* [TASK GOAL]:
Write out everything from "The main goal" down to "possibly resist mass-surveillance." in the data protection abstract below.

** begin EXTRACT **

‘Data protection thinking’ – understanding its potential and testing its limits against mass-surveillance
Rocco Bellanova
Peace Research Institute Oslo (PRIO) and Université Saint-Louis – Bruxelles (USL-B)
The main goal
of this contribution is to sketch a critique of what I suggest to call ‘data
protection thinking’. The purpose is to both understand its potential and test
its limits when it comes to grasp and possibly resist mass-surveillance.
If privacy is
said to be dead, data protection regulation might be considered alive and
kicking. A major reform of its European Union (EU) legislative framework is
close to formal adoption, after four years of debates and several hundred
amendments. Eventually, the two new EU legal instruments should deeply
influence the everyday of a myriad of different actors, from European
governments to individuals and companies around the world. Data protection has
also been at the centre of recent judgments of the EU Court of Justice. Two
prominent cases - concerning the Data Retention Directive and the Safe Harbour
Decision – touched upon key features of contemporary mass-surveillance
practices: their international dimension and their public-private entanglement.
Actually, discussions about the role and capacity of data protection to
regulate and contain surveillance should be no surprise in a context marked by the proliferation of
devices producing digital traces and of algorithms promising far reaching
detection and prediction capabilities.

** end EXTRACT **
** begin INFORMATION GIVEN **

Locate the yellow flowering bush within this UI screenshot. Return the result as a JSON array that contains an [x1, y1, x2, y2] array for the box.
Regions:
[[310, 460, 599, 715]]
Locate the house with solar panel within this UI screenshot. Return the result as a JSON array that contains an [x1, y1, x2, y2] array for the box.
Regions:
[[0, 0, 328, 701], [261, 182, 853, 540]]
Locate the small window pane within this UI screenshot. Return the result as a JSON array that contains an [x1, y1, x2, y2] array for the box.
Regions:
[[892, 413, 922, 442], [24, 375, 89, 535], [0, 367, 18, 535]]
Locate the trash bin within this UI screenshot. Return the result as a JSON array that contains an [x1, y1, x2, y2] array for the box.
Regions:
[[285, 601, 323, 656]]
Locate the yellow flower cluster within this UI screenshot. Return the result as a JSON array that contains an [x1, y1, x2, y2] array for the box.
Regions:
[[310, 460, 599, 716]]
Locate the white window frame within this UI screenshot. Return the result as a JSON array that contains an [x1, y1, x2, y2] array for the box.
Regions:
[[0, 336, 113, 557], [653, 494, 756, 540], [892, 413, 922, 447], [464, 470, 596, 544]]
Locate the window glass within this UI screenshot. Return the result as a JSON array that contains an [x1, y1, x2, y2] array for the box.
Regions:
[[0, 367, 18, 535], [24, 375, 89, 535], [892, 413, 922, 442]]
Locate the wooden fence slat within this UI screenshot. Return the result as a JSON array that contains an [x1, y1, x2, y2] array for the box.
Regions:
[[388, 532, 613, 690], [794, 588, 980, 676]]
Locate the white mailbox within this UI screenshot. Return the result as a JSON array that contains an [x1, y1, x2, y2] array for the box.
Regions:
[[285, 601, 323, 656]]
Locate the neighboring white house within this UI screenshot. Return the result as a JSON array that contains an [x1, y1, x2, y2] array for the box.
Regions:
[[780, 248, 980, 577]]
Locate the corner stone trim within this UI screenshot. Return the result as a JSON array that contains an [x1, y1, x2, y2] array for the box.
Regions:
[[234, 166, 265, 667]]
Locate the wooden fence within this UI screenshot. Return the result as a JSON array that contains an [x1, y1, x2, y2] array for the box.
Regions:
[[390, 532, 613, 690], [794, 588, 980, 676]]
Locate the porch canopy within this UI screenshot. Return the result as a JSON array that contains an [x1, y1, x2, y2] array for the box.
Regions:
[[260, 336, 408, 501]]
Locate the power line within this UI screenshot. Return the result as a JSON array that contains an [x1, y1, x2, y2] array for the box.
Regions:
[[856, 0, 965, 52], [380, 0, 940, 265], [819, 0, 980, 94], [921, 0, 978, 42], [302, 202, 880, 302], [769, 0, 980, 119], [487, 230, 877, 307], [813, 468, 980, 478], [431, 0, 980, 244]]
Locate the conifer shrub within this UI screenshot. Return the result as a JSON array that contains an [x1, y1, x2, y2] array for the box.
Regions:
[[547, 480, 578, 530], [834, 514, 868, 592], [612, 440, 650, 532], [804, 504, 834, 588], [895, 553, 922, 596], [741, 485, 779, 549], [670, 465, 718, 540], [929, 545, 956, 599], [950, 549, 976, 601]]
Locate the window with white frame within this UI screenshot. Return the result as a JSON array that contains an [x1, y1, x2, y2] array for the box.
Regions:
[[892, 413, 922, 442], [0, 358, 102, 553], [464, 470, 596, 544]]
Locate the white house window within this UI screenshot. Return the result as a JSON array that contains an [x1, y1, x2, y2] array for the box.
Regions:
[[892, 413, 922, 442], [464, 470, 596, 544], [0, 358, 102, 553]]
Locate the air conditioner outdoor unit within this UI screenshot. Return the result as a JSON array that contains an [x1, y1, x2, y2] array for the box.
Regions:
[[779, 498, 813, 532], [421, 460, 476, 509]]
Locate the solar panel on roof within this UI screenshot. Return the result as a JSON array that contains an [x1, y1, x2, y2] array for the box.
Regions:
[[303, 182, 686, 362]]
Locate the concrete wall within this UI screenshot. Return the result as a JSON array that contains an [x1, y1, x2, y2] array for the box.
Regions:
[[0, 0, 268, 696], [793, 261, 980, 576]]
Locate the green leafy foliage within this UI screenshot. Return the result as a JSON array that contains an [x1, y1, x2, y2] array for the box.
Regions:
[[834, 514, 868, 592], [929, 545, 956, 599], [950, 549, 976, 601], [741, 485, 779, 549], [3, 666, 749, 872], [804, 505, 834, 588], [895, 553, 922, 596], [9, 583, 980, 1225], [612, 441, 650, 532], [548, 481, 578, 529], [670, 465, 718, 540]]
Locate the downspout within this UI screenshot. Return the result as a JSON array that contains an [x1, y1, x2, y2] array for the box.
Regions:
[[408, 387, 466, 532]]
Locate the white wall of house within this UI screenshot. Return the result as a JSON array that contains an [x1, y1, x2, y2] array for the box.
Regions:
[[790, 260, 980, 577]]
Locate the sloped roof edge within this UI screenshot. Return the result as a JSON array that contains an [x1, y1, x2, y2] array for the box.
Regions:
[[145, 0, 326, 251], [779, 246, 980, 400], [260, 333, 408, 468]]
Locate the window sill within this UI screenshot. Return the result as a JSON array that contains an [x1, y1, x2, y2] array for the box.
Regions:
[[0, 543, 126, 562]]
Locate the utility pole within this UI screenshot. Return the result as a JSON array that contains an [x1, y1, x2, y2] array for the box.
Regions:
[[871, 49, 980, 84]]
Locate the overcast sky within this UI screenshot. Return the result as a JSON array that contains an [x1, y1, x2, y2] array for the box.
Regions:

** end INFORMATION GIVEN **

* [OUTPUT BELOW]:
The main goal
of this contribution is to sketch a critique of what I suggest to call ‘data
protection thinking’. The purpose is to both understand its potential and test
its limits when it comes to grasp and possibly resist mass-surveillance.